#### Source data
****

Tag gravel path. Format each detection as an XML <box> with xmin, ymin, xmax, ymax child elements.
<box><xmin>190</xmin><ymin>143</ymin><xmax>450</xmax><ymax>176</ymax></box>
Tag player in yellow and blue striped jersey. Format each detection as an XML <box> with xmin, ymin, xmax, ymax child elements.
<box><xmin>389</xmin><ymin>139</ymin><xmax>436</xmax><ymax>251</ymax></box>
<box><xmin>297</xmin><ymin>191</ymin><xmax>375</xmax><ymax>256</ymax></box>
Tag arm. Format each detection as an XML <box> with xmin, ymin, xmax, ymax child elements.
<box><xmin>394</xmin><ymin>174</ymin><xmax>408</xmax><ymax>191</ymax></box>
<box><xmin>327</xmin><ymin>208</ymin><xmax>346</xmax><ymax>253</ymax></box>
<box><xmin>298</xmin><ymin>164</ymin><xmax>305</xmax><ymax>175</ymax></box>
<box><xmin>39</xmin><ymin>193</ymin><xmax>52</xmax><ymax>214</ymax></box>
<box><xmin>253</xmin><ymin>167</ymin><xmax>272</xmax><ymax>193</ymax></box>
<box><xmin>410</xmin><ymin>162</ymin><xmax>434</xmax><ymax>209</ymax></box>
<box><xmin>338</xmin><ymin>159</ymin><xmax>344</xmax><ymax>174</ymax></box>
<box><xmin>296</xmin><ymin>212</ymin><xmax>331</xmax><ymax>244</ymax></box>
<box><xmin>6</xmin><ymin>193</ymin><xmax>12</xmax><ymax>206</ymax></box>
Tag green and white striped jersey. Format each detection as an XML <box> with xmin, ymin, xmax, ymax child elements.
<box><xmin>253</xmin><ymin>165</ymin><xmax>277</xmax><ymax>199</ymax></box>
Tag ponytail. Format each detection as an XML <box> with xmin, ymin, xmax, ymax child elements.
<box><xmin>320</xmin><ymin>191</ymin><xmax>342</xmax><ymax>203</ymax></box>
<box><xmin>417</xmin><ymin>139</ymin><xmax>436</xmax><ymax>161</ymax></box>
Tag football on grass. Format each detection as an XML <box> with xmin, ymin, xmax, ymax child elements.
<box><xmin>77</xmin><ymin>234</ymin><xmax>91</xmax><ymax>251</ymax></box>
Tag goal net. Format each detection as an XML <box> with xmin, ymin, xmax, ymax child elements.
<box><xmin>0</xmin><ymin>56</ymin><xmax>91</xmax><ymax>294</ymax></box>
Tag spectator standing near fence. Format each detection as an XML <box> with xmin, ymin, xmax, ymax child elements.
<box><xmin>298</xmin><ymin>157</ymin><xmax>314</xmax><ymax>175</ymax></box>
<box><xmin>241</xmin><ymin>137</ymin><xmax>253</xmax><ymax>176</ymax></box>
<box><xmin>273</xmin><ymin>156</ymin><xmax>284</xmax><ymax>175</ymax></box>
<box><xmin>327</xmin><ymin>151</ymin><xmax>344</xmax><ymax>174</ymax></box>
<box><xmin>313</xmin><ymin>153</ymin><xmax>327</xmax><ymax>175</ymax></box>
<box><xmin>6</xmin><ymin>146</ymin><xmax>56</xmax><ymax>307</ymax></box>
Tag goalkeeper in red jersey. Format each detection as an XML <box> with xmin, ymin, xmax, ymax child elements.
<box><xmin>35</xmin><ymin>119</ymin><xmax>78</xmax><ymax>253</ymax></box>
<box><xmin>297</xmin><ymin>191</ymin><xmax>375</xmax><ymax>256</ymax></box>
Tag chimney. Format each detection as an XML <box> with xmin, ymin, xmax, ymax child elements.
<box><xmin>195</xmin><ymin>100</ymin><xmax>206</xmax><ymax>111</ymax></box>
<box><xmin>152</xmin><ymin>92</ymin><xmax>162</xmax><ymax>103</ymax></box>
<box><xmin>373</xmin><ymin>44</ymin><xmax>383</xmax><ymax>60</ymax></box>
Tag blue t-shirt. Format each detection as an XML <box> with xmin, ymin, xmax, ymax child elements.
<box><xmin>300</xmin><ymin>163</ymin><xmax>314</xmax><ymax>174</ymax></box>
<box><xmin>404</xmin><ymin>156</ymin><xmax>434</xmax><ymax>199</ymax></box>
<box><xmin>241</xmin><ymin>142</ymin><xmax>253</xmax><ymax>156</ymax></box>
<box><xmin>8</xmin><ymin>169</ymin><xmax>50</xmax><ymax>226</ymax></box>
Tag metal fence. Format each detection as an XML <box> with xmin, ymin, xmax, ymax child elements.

****

#### Exercise task
Render every line of the records above as a JSON array of strings, one string per line, skipping any blank lines.

#### In response
[
  "Tag gravel path. Format each detection as an XML <box> with xmin, ymin, xmax, ymax child elements.",
  "<box><xmin>190</xmin><ymin>143</ymin><xmax>450</xmax><ymax>176</ymax></box>",
  "Tag player in yellow and blue striped jersey. Format each detection as an XML <box> with xmin, ymin, xmax, ymax child elements.",
  "<box><xmin>389</xmin><ymin>139</ymin><xmax>436</xmax><ymax>251</ymax></box>",
  "<box><xmin>297</xmin><ymin>191</ymin><xmax>375</xmax><ymax>256</ymax></box>",
  "Tag arm. Format each detection as an XML <box> with xmin, ymin, xmax, ymax child elements.",
  "<box><xmin>394</xmin><ymin>174</ymin><xmax>408</xmax><ymax>191</ymax></box>",
  "<box><xmin>327</xmin><ymin>208</ymin><xmax>346</xmax><ymax>253</ymax></box>",
  "<box><xmin>298</xmin><ymin>164</ymin><xmax>305</xmax><ymax>175</ymax></box>",
  "<box><xmin>39</xmin><ymin>193</ymin><xmax>52</xmax><ymax>214</ymax></box>",
  "<box><xmin>253</xmin><ymin>167</ymin><xmax>272</xmax><ymax>193</ymax></box>",
  "<box><xmin>410</xmin><ymin>162</ymin><xmax>434</xmax><ymax>209</ymax></box>",
  "<box><xmin>338</xmin><ymin>159</ymin><xmax>344</xmax><ymax>174</ymax></box>",
  "<box><xmin>296</xmin><ymin>212</ymin><xmax>331</xmax><ymax>244</ymax></box>",
  "<box><xmin>6</xmin><ymin>193</ymin><xmax>12</xmax><ymax>206</ymax></box>",
  "Tag green and white striped jersey. Format each detection as an XML <box> with xmin, ymin, xmax, ymax child elements.",
  "<box><xmin>253</xmin><ymin>165</ymin><xmax>277</xmax><ymax>199</ymax></box>",
  "Tag ponytail. Format each detection as an XML <box> with xmin, ymin, xmax, ymax child elements.",
  "<box><xmin>320</xmin><ymin>191</ymin><xmax>342</xmax><ymax>203</ymax></box>",
  "<box><xmin>417</xmin><ymin>139</ymin><xmax>436</xmax><ymax>161</ymax></box>",
  "Tag football on grass. Format each detection as an XML <box> with xmin, ymin, xmax, ymax child elements.",
  "<box><xmin>77</xmin><ymin>234</ymin><xmax>91</xmax><ymax>251</ymax></box>",
  "Tag goal net. Format each detection as an XML <box> with xmin, ymin, xmax, ymax child elements.",
  "<box><xmin>0</xmin><ymin>56</ymin><xmax>91</xmax><ymax>294</ymax></box>",
  "Tag spectator standing near fence. Format each detection as an XML <box> with xmin, ymin, xmax, ymax child elements.",
  "<box><xmin>298</xmin><ymin>157</ymin><xmax>314</xmax><ymax>175</ymax></box>",
  "<box><xmin>241</xmin><ymin>137</ymin><xmax>253</xmax><ymax>176</ymax></box>",
  "<box><xmin>273</xmin><ymin>156</ymin><xmax>284</xmax><ymax>175</ymax></box>",
  "<box><xmin>327</xmin><ymin>151</ymin><xmax>344</xmax><ymax>174</ymax></box>",
  "<box><xmin>313</xmin><ymin>153</ymin><xmax>327</xmax><ymax>175</ymax></box>",
  "<box><xmin>6</xmin><ymin>146</ymin><xmax>56</xmax><ymax>307</ymax></box>",
  "Tag goalkeeper in red jersey. Format each detection as an XML <box> with xmin, ymin, xmax, ymax child elements.",
  "<box><xmin>35</xmin><ymin>119</ymin><xmax>78</xmax><ymax>253</ymax></box>",
  "<box><xmin>297</xmin><ymin>191</ymin><xmax>375</xmax><ymax>256</ymax></box>",
  "Tag chimney. Format each detection as an XML <box> with xmin, ymin, xmax, ymax child elements.",
  "<box><xmin>195</xmin><ymin>100</ymin><xmax>206</xmax><ymax>111</ymax></box>",
  "<box><xmin>152</xmin><ymin>92</ymin><xmax>162</xmax><ymax>103</ymax></box>",
  "<box><xmin>373</xmin><ymin>44</ymin><xmax>383</xmax><ymax>60</ymax></box>",
  "Tag blue t-shirt. Format each detection as an XML <box> with xmin, ymin, xmax, ymax child elements.",
  "<box><xmin>300</xmin><ymin>163</ymin><xmax>314</xmax><ymax>174</ymax></box>",
  "<box><xmin>404</xmin><ymin>156</ymin><xmax>434</xmax><ymax>199</ymax></box>",
  "<box><xmin>241</xmin><ymin>142</ymin><xmax>253</xmax><ymax>156</ymax></box>",
  "<box><xmin>8</xmin><ymin>169</ymin><xmax>50</xmax><ymax>226</ymax></box>",
  "Tag metal fence. Format each detection as an XML <box> with xmin, ymin, xmax, ymax child elements."
]